BEGIN Data to process

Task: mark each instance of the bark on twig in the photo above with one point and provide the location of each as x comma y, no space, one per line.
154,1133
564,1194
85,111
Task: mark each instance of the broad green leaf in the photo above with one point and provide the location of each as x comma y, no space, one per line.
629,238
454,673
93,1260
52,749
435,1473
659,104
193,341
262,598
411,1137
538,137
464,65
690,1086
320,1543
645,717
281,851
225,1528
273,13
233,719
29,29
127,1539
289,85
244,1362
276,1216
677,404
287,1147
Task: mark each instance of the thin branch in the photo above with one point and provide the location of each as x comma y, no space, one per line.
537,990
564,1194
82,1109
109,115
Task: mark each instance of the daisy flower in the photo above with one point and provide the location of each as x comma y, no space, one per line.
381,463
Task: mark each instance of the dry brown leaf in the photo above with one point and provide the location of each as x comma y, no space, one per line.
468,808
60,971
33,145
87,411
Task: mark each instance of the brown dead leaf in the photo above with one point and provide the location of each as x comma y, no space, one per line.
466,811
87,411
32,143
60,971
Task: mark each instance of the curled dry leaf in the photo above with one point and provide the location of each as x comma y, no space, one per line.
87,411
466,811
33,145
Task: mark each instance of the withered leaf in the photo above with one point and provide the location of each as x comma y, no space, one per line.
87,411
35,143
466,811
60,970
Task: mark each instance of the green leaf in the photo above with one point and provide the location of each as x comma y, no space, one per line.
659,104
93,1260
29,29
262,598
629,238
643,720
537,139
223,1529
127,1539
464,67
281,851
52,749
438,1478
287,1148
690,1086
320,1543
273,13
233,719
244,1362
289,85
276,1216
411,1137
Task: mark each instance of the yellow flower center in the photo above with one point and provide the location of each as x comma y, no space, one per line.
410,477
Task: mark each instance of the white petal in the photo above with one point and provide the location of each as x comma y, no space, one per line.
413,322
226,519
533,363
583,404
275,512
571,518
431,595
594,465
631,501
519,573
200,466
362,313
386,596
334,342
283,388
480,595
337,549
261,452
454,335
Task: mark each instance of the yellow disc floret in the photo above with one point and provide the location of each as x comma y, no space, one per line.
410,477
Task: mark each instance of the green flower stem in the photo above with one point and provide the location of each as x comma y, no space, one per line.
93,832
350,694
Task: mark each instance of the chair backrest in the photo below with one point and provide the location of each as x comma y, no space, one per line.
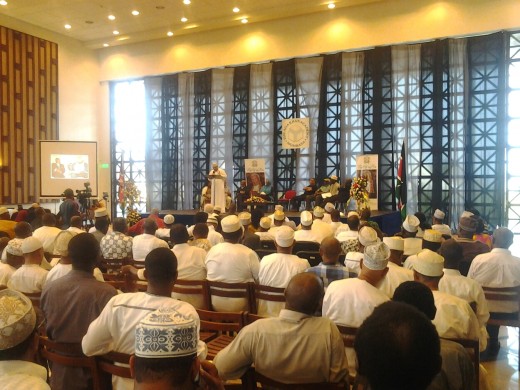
106,365
267,293
313,257
228,323
306,246
251,377
197,287
473,348
231,290
70,355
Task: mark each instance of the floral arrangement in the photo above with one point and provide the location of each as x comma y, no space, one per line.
358,190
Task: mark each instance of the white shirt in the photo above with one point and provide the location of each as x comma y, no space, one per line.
6,271
394,277
47,236
144,244
190,262
214,237
114,329
468,289
60,270
455,318
29,278
293,347
498,268
22,375
307,235
231,263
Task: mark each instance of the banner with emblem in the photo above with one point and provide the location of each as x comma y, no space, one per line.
367,166
295,133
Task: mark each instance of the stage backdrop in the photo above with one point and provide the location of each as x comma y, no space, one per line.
367,166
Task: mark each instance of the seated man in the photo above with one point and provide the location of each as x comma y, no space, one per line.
295,347
398,348
167,361
30,277
19,344
114,329
71,303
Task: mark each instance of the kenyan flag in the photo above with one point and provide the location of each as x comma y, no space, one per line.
401,184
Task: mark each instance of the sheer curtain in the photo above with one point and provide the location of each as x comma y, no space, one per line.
406,101
308,83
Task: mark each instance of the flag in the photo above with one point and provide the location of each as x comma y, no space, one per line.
401,184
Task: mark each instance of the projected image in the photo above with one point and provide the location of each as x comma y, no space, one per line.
69,166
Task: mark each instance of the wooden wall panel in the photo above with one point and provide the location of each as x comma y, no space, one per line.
28,111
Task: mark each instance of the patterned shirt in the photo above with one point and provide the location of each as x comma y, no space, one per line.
116,245
329,273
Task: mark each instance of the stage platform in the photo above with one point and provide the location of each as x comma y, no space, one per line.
388,221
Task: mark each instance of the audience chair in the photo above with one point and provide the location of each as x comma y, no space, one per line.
225,325
265,294
230,290
306,246
251,379
286,198
473,348
505,294
112,363
313,257
195,292
70,355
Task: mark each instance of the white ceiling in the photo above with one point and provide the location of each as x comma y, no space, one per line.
90,24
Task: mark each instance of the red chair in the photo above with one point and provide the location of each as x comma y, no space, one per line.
286,198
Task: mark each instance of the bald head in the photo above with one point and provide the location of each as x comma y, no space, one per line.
330,249
303,294
502,238
150,226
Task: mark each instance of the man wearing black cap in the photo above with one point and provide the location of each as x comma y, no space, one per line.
68,208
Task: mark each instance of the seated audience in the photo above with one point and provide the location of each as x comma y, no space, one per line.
18,348
294,347
30,277
398,348
114,329
231,262
71,303
498,268
167,361
329,269
116,244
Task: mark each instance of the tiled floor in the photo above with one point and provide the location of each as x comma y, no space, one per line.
503,373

END Data to process

* Goal of the exercise *
Please retype every entry above exactly, leaving out any picture.

* Task answer *
Task: mark each instance of the bark on twig in the photo above with one point and provide the location of each as x comma y, no space, one per line.
154,1133
564,1194
85,111
Task: mark each instance of the broad green leaf in the photo above with one point and provide the location of each as x comma y, no space, one per line.
629,238
454,673
93,1260
52,749
435,1473
659,104
193,341
262,598
411,1137
538,137
464,65
690,1086
320,1543
645,717
281,851
225,1528
273,13
233,719
29,29
127,1539
289,85
244,1362
276,1216
677,404
287,1147
Task: mark each instance of the thin branch in the photo above with one point and provide the location of each as x comma y, no space, one per line.
537,990
564,1194
82,1109
109,115
Task: mark each instance of the daisy flower in the photo above with one point and provide the location of each as x comma y, no space, one per line.
381,463
Task: mark each instance of the dry brown leaf in the photo above with one point and provide the location of each as x comma y, no space, one per line.
468,808
60,971
33,145
87,411
Task: mark each instance of the brown dead leaf in the photo above with one point and provide the location of each as x comma y, no space, one per line.
466,811
87,411
32,143
60,971
Task: mark each instance of the curled dry leaf in the photo above with one point and provide the location of each as x comma y, no space, one per line.
87,411
466,811
33,145
Task: mark each instance of the withered leaf in the photo above with one point and provide the location of each as x comma y, no space, one per line.
87,411
35,143
466,811
60,970
Task: mark each instance of the green leaf in the photo above with one point and provide the location of each as x comma y, no space, one per line.
659,104
93,1260
29,29
262,598
629,238
643,720
537,139
223,1529
127,1539
464,67
281,851
52,749
438,1478
287,1148
690,1086
320,1543
273,13
233,719
244,1362
289,85
276,1216
411,1137
Task: mark each instance of the yellow flower center in the photo above with one point and provide the location of each as x comma y, no space, one per line.
410,477
Task: mark each instance of the white petal in the photo above with one point and provide the location of each as x comma y, no space, one per line.
413,322
226,519
533,363
583,404
275,512
571,518
431,595
594,465
631,501
519,573
200,466
362,313
386,596
334,342
283,388
480,595
337,549
261,452
454,335
Task: mark each instance of the yellow disc floret in the photo above with one point and provide the location of each as x comma y, no space, one per line.
410,477
Task: mark each instance of the green flower stem in the photo above with one point and provide the location of each as x comma y, no space, one per line.
93,832
350,694
Task: mark each instance of the chair backrest in the photo below with one point and provide the location of each as x comma y, no space, one per line.
106,365
267,293
313,257
228,323
306,246
251,377
197,287
473,348
231,290
70,355
Task: mark each instance of the floral arrangement in the photo above with one point and provide the location of each as x comma y, no space, one per line.
358,190
Task: mark each instance of the white shirt in the photo above with one point and provide the location of each as x comma y, no space, one per line.
6,271
394,277
47,236
144,244
190,262
214,237
114,329
468,289
60,270
455,318
29,278
293,347
498,268
22,375
307,235
231,263
Task: mark each instance of the banner with emblem in the photo above with one point and provide the location of each as x comma y, no space, one per line.
367,166
295,133
Task: mark each instance of the stage backdrop in the photo above with one point and provide the location of each as x comma y, no space, one per line.
367,166
Task: mark each instance of the seated man in the photo above with one point and provide the location of each as x comma y, no space, one per line.
295,347
398,348
167,361
30,277
19,344
114,329
71,303
Task: mark each instance of the kenyan flag in the photo above with one point and provide the location of each as x comma y, no space, one per line.
401,184
Task: mark each instance of the sheer curtain in the photo above with one point and provide the location of each as x comma y, no space, one per line.
406,101
308,83
Task: mark each instance of the flag in the photo above with one point and provide the location of each as x comma y, no space, one per line.
401,184
Task: mark each instance of the projected image in the photo above with one point and provide the location of each as x comma y, no space, one per line.
69,166
Task: mark each instance of the wooden wall panel in the photo above with one point and provide the location of each as x comma y, no space, one per line.
28,111
Task: mark each instance of the patterned shirt in the photo above with one point and provide the location of each as x comma y, no space, one per line.
116,245
329,273
Task: mark each instance of the stage platform in the photo above with one point and provide the location of each as x comma y, no space, one per line.
388,221
Task: mark each instance of the audience chair in the photo above with one point and provide the location of each as x comma y, no space, one per line.
225,325
265,294
230,290
306,246
251,379
286,198
473,348
505,294
112,363
313,257
195,292
70,355
Task: mark each instance of the white ceiling in the photo above with one point and provide the location of each as x comma y, no space, one per line.
90,24
Task: mark each instance of the red chair in the photo above with one point and provide the location of each as x comma y, no space, one per line.
286,198
Task: mark each instance of the bald head in the photo above with one point and provide the location of each as x comma y, no space, one per line.
330,249
303,294
502,238
150,226
Task: mark each instance of the man wearing black cap in the photo above with one point and provide the location of each as x comma y, no space, one per line.
68,208
Task: mark each instance of the seated audience in the photo above with one point and provide the location of each as x comma y, no space, one per line.
18,348
294,347
30,277
398,348
114,329
231,262
71,303
498,268
167,361
329,269
116,244
Task: mark each instance of the tiled floor in the photo above with one point and provide the location of each as x comma y, no space, one per line.
503,373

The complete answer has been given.